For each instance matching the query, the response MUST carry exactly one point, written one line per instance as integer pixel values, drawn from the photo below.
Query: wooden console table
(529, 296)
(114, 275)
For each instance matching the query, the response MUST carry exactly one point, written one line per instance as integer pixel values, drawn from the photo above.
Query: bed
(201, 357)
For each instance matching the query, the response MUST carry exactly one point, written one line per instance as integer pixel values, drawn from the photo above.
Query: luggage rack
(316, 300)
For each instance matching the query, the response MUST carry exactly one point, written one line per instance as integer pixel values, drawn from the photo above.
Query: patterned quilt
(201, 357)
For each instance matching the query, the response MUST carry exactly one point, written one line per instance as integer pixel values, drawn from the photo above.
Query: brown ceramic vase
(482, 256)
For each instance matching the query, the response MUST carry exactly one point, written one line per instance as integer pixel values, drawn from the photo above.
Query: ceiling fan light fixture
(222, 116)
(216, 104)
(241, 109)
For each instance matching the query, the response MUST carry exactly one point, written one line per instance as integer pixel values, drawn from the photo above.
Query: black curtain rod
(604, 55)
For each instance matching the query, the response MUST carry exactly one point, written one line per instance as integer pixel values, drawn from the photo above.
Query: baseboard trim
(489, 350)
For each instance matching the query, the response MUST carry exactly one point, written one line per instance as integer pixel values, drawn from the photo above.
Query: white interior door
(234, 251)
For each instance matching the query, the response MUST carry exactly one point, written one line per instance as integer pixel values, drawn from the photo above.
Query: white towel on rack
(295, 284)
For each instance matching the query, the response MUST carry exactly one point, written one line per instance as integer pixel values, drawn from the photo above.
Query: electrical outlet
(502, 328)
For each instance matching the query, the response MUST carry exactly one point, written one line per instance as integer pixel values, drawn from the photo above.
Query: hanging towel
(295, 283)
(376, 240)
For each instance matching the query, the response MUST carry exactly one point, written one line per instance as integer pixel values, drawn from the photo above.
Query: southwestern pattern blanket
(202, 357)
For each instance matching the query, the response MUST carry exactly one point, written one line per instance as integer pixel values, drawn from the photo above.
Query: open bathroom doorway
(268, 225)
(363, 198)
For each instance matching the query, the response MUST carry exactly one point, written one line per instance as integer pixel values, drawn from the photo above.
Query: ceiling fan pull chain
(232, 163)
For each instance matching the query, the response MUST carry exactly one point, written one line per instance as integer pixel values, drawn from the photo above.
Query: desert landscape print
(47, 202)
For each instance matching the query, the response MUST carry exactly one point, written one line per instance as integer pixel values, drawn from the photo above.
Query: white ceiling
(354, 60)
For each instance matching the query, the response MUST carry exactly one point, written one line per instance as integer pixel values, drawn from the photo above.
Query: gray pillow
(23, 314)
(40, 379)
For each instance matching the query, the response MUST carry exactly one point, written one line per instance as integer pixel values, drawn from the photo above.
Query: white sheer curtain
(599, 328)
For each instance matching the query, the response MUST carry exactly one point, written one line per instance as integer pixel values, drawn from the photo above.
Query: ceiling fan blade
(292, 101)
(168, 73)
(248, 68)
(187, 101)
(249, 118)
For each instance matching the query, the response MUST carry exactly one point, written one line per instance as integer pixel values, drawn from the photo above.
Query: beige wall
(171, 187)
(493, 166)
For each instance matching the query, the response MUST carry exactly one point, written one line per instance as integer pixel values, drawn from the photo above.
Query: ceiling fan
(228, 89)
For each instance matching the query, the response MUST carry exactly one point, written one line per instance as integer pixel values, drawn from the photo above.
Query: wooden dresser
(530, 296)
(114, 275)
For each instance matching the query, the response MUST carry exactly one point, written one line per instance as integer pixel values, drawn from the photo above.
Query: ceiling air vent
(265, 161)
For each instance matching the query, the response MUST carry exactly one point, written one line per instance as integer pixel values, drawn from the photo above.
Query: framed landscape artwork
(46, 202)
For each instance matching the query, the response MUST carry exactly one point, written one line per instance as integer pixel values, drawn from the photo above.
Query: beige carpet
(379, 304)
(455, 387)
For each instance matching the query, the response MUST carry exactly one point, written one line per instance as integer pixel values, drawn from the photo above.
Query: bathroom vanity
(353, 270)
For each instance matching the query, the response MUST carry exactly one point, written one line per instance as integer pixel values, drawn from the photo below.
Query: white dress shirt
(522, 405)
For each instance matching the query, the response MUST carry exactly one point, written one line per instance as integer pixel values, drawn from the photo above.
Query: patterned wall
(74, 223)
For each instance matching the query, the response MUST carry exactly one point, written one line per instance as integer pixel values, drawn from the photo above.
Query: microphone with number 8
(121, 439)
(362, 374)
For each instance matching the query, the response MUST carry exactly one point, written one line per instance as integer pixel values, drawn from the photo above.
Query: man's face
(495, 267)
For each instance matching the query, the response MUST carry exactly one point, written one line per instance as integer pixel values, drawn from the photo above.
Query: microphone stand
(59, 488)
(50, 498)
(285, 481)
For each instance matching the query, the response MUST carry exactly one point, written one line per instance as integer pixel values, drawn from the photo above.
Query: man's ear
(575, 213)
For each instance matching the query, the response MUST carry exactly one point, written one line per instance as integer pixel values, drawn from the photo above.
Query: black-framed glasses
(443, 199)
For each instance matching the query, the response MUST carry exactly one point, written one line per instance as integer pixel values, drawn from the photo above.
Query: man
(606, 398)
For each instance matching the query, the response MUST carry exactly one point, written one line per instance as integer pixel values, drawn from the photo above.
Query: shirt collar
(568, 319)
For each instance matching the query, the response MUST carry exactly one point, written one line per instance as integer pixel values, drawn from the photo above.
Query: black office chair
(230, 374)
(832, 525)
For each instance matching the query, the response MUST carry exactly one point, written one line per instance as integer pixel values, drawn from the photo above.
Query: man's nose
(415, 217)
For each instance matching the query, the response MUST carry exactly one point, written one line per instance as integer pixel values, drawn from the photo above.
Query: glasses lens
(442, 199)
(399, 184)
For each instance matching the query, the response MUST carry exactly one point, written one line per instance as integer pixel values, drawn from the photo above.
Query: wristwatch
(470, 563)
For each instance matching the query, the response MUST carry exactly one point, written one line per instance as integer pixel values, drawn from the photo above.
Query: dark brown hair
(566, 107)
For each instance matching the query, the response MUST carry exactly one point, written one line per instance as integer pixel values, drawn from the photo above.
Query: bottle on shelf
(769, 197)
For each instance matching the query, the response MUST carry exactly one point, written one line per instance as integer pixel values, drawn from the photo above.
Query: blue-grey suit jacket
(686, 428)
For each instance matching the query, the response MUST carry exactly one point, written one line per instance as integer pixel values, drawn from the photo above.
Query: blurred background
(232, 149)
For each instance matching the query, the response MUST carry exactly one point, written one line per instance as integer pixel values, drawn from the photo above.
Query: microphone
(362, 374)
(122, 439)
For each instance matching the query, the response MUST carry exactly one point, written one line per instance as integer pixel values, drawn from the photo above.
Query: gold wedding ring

- - -

◆ **WORK TASK**:
Output the records exactly, so that each line matches what was given.

◆ **ANSWER SECTION**:
For each instance matching the query, the response MUST carry exactly one point, written one line per instance as integer pixel values, drawn from the photo below.
Query: wooden console table
(529, 296)
(114, 275)
For each instance matching the query, the response MUST carry exactly one point, written one line per instance as integer pixel values, drawn from the photo above.
Query: bed
(201, 357)
For each instance matching the query, the response MUST carry exactly one point, written one line per instance as integer pixel values, drawn from the photo above.
Query: luggage rack
(316, 300)
For each instance matching the query, the response MUST carry exactly one point, written one line per instance as integer pixel values, drawn from the photo above.
Query: patterned quilt
(201, 357)
For each instance matching the query, the response MUST carry exactly one point, written one line per instance as integer pixel values, drawn from the photo above.
Query: brown ceramic vase
(482, 256)
For each instance matching the query, the response MUST carry exactly one point, written one line per instance as integer pixel values, drawn from the photo above.
Query: ceiling fan light fixture
(222, 116)
(216, 104)
(241, 109)
For each instance matching the query, the response MUST carry exactly one point, written one line per instance as integer pixel values, drawn from the photo above.
Query: black curtain rod
(604, 55)
For each instance matching the query, the response MUST carry exactly one point, written one line per instance as integer pixel values, drawn from the photo above.
Query: baseboard trim
(489, 350)
For each instance matching the query, the response MUST carry exactly one point, written one line per instance as integer pixel values, drawn from the photo above.
Query: white interior door
(234, 251)
For each instance matching the query, the response MUST carry exactly one point, written one line per instance as integer pixel values, drawn from the photo above.
Query: white towel on rack
(295, 284)
For each instance matching the query, the response MUST carry exactly one point, written one line per instance as integer pixel values, drawn from the photo above.
Query: electrical outlet
(502, 328)
For each instance matching the query, the response MUST carry exactly one point, written one line per instance as integer pixel values, drawn from the photo above.
Query: hanging towel
(295, 283)
(376, 240)
For each instance matching the query, the response MUST carry exactly one point, written one line per instance as integer pixel values, drawn from the photo above.
Query: southwestern pattern blanket
(202, 357)
For each instance matching the query, the response MUST carry exactly one point, written one line per instance as integer pixel values, drawn from the photo above.
Query: open bathroom doorway
(268, 225)
(363, 198)
For each instance matching the query, the response MUST carry exactly one point, written one line per instance as integer pixel values, drawn from the photo above.
Query: ceiling fan pull chain
(232, 163)
For each instance matching the query, the response MUST carry exactly one point, written one line per instance as integer pixel values, drawn from the photo above.
Query: desert landscape print
(47, 202)
For each instance matching the query, the response MUST carry exactly one point, written one line per instance as integer pixel values, drawn from the photo above.
Query: white ceiling
(354, 60)
For each instance matching the query, the response MUST carry exactly one point, written one line per instance as integer pixel values, drawn from the photo above.
Query: gray pillow
(23, 314)
(40, 379)
For each instance matching the query, the response MUST carry exactly one point, written one line per instance as integer pixel values, drawn from the photo above.
Query: white sheer curtain
(599, 328)
For each instance matching the query, the response MUST carry exactly one point, written one line per instance as integer pixel values, drawn from the photo above.
Query: ceiling fan blade
(292, 101)
(168, 73)
(248, 68)
(187, 101)
(249, 118)
For each instance matching the query, the response MUST carry exactly one point, written one line per instance as integer pixel values, drawn from the photo above.
Query: beige wall
(171, 187)
(493, 166)
For each instance matching the query, the response MUST carry exactly one point, written one line per instance as integer pixel values, drawn from the photo above.
Query: ceiling fan
(228, 89)
For each instance matching the query, the response MUST carry exactly one point, written one line per instance as integer pixel values, drawn from the photo above.
Query: wooden dresser
(530, 296)
(114, 275)
For each instance matching the query, the response MUST carry exactly one point, written one line per instance as integer pixel values, drawn from the photo above.
Query: ceiling air vent
(265, 161)
For each instance matching the query, the response MUST carry exactly one point, written one line per instance as integer pixel values, drawn from the photo above.
Query: framed landscape artwork
(46, 202)
For each instance matching the query, the response MUST carry exactly one point, written one line per instance as integer pixel values, drawn from the photo above.
Query: beige carpet
(379, 304)
(455, 387)
For each instance matching the query, the response MUST carry exactly one point, written one line per instance as integer pixel values, drawn from the photo above.
Query: bathroom vanity
(353, 270)
For each instance matching the query, the response MUST carry exactly one point, written one line per instance as integer pixel values, drawn from the photo below.
Query: white dress shirt
(522, 405)
For each instance matching the query, the response MUST carry exactly one point, written one line per instance as integer pixel values, drawn from the photo above.
Query: patterned wall
(74, 223)
For each instance matching the query, the response MUST carry exactly one point, written one line per instance as integer pixel values, drawn from the photo above.
Query: microphone with number 8
(121, 439)
(362, 374)
For each instance matching the query, the response MUST carry exactly one point, written one line per instance as integer pixel values, drawn from the photo above.
Query: man's face
(495, 267)
For each instance matching the query, the response MUST carry exactly one point, written one line per instance as integer pixel values, drawn from the photo above.
Query: microphone stand
(59, 488)
(50, 498)
(285, 481)
For each instance matching the query, the response MUST carry exactly one point, written one line per instance as integer pixel values, drawn from the photo above.
Query: man's ear
(575, 213)
For each instance matching the query, the response MUST carry exactly one point, written one line per instance as integer pixel values, drawn from the photo above.
Query: black-framed glasses
(443, 199)
For each instance matching the query, the response MUST carry exactly one point, written one line per instance as integer pixel values, drawn from the photo above.
Query: man
(606, 398)
For each instance matching the query, the response MUST carry exactly one point, written one line per instance as integer pixel values, drawn from the photo above.
Query: shirt collar
(568, 319)
For each instance matching the query, the response MUST carry exactly one point, written one line per instance as integer pixel values, drawn from the photo above.
Query: black office chair
(230, 374)
(832, 525)
For each instance matching the query, the response MUST carry exactly one point, written one line per instance as integer pixel values, drawn from the photo above.
Query: man's nose
(415, 217)
For each instance matching the query, the response MUST carry exactly one point, written one line per instance as integer pixel values, drawn from the photo above.
Query: glasses lens
(442, 199)
(399, 184)
For each instance matching the query, the response MUST carry exactly one point, written one line per instance as integer pixel values, drawn from the photo above.
Query: wristwatch
(470, 563)
For each instance matching the query, the response MUST carry exactly one point, written one line per instance as integer pixel values, drawn from the photo above.
Query: dark brown hair
(566, 107)
For each instance matching the query, the response MUST carry exactly one point, written one line per instance as integer pixel values, drawn from the photo above.
Query: bottle on shelf
(769, 197)
For each instance matching the query, the response MUST carry exactly one point, written one line per instance as integer pixel values, drawn from the photo above.
Query: blue-grey suit jacket
(686, 428)
For each instance matching the query, the response MUST carry exactly one point, written one line per instance as integer pixel values, drawn from the photo above.
Query: blurred background
(232, 149)
For each instance matching the query, the response MUST carry exactly one point, written one line per instance as integer pixel values, drawn from the photo above.
Query: microphone
(362, 374)
(122, 439)
For each instance matching the query, the response MUST carry exactly one point, written one line per instance as integer pixel values, drawn from the photo above.
Query: gold wedding ring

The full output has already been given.